BEGIN Entries shown

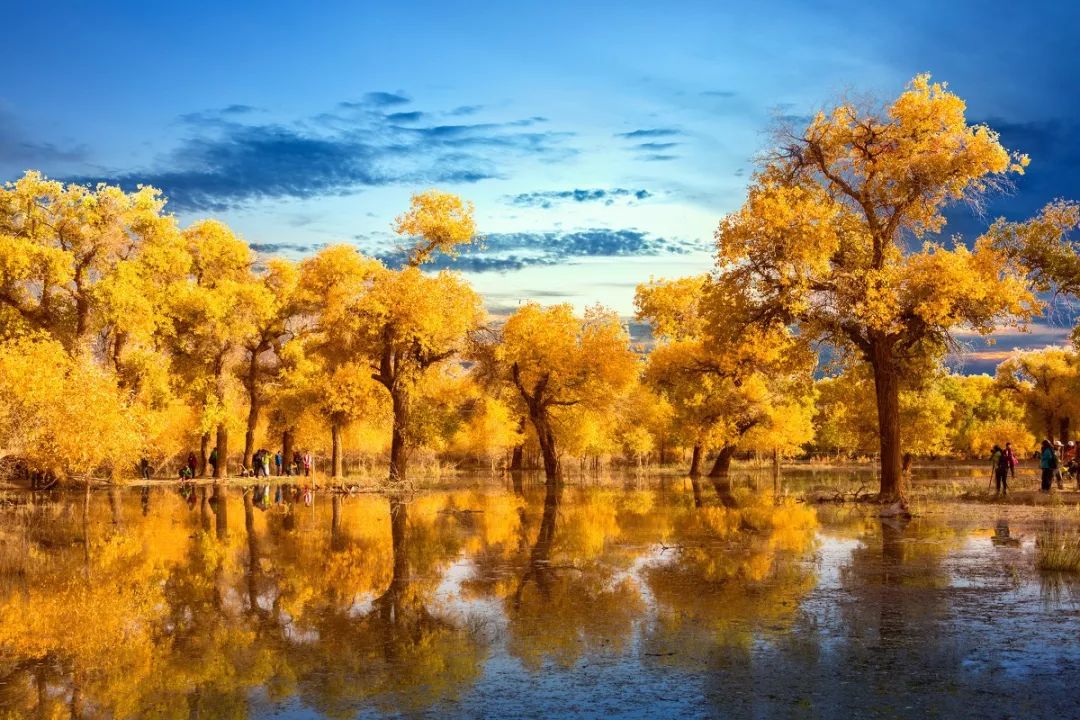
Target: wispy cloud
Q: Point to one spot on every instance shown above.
(651, 132)
(226, 163)
(378, 99)
(514, 250)
(18, 149)
(548, 199)
(405, 117)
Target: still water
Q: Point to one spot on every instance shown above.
(624, 598)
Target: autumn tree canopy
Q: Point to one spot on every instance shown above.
(825, 239)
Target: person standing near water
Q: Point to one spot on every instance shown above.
(1010, 459)
(1001, 467)
(997, 456)
(1048, 462)
(1058, 453)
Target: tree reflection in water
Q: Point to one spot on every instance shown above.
(251, 602)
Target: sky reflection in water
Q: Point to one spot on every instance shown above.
(630, 599)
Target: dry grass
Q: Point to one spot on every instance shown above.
(1057, 551)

END Entries shown

Only an exact copy of the entries, with no pictures, is expected as the answer.

Target: wispy cloud
Q: Point to one spot on every instance shown above.
(651, 132)
(226, 163)
(378, 99)
(514, 250)
(18, 149)
(548, 199)
(405, 117)
Target: still water
Q: Point to one spot on every instance shown above.
(624, 598)
Target: autumn tree canopy
Q: Point to one spot on every instance shown above.
(825, 239)
Target: person standing near water
Q: Point to one spot on every instance shown above.
(1010, 459)
(1001, 467)
(997, 456)
(1048, 462)
(1058, 453)
Target: tree reflection in water
Q: Point to one spot on every instance shown above.
(251, 602)
Target: sky reflection in water
Q: Point to one spot on every instance shown above.
(630, 599)
Target: dry grass
Q: Point to one spot on every instance shown above.
(1057, 551)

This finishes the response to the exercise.